*Tasks to complete*
**a)** Name each logical disk volume given to oblSQL-1 in the excerpt on the TPC-E test setup, with its drive letter, its role, and its size.
**b)** In the excerpt on the TPC-E test setup, what name was given to the iSCSI SAN-based datastore?
**c)** According to the excerpt on the TPC-E test setup, why did the testers use the TPC-E benchmark model?

*Selected excerpt*
◆ ◆ ◆ ◆ ◆
GETTING DOWN TO BUSINESS

Our business test application, which was based on the TPC-E benchmark, focused on a simulation of stock trading at a brokerage firm. From a LoB perspective, the business model underpinning our application involved customers generating trades, making account inquiries, and initiating market research, while the brokerage firm was interacting with financial markets to execute customer orders and track market activity. In addition, the brokerage firm periodically ran a special CPU-intensive query that collected data about the trading process for internal BI analysis.

From an IT perspective, all of the critical processing for our database-driven application was focused on oblSQL-1, which was the VM running SQL Server 2014 to support the TPC-E benchmark database. We configured oblSQL-1 with eight CPUs; 32 GB of RAM; and three, thin-provisioned, logical disks using an iSCSI SAN-based datastore dubbed “ION_XENstor.” In particular, we provisioned oblSQL-1’s system volume (C:) with 100 GB, oblSQL-1’s SQL Server deployment volume (D:) with 50 GB, and oblSQL-1’s production TPC-E database volume (E:) with 100 GB. As a result, oblSQL-1 had a 142 GB storage footprint on ION_XENstor.

On the second VM, SQLBench1, we generated customer and broker transactions directed at the TPC-E database on oblSQL-1. While we utilized an instance of the TPC-E benchmark to model a mission-critical OLTP application, our goal in testing was very different from the benchmark’s intent. We used the TPC-E benchmark model as a means to place a stable heavy write I/O load on a VM in order to measure how changes in the I/O load introduced by frequent incremental backups changed the existing application I/O equilibrium. To that end, we monitored aggregate transaction data for all TPC-E SQL queries executed during a test, which we designated the cumulative transaction processing rate (cTPS). In contrast, a traditional LoB performance perspective focuses on just the number of times that the business-oriented Trade-Result query, which handles the completion of stock market trades, was executed.
◆ ◆ ◆ ◆ ◆
*Available data*
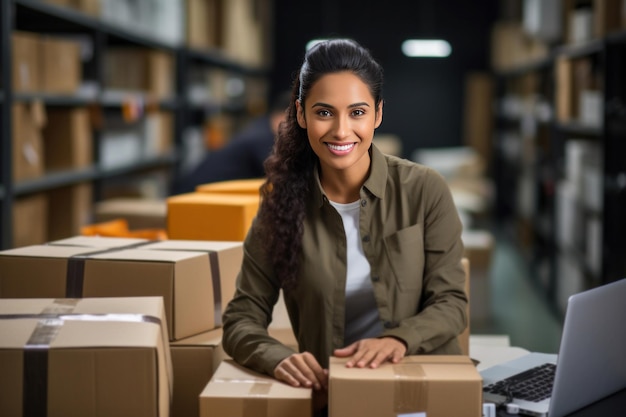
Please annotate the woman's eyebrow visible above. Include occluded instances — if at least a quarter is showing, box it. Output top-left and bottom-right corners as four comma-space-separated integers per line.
311, 101, 370, 109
◆ ◆ ◆ ◆ ◆
*Set of answers*
**a)**
- C: system volume, 100 GB
- D: SQL Server deployment volume, 50 GB
- E: production TPC-E database volume, 100 GB

**b)** ION_XENstor

**c)** They used it to put a stable, heavy write I/O load on a VM. That load let them measure how the extra I/O from frequent incremental backups changed the application's existing I/O equilibrium.